Excerpts of location labeling records

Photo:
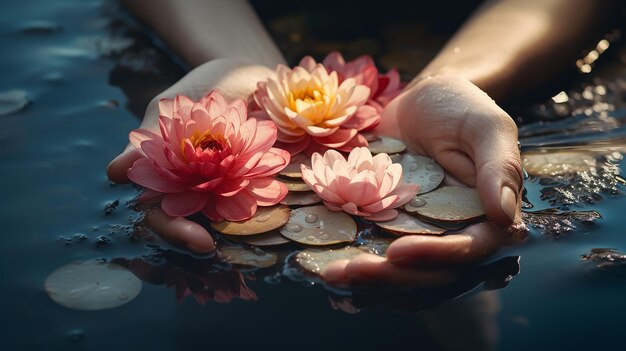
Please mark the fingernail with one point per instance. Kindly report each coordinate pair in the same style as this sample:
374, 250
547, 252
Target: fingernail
508, 202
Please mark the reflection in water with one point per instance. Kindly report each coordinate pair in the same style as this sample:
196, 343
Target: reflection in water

> _DO THIS_: Convert every line of the records above into a JSON list of strings, one string per line, skipping blank lines. Leave the pictures out of your answer.

> _RESULT_:
[
  "Photo:",
  "Please mark the fingernail with one point per instance. Kindly report each coordinate pair in the same style as this sample:",
  "374, 250",
  "547, 252",
  "Target: fingernail",
  "508, 202",
  "Please mark the reflection in water with one point per instance. Kindly report each coordinate pair in the same style as this sample:",
  "196, 343",
  "Target: reflection in water"
]